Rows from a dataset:
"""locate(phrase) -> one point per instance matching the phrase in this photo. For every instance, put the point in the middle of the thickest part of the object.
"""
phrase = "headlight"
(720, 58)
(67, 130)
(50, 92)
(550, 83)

• [Exercise task]: Please give every line of the rows above as a numbered list, leaving out any blank lines.

• [Complete response]:
1. """locate(phrase) -> one point per instance matching the phrase in this photo. For every instance, put the point in the middle of the thickest part of the object.
2. """
3. phrase = "headlight"
4. (720, 58)
5. (67, 130)
6. (50, 92)
7. (550, 83)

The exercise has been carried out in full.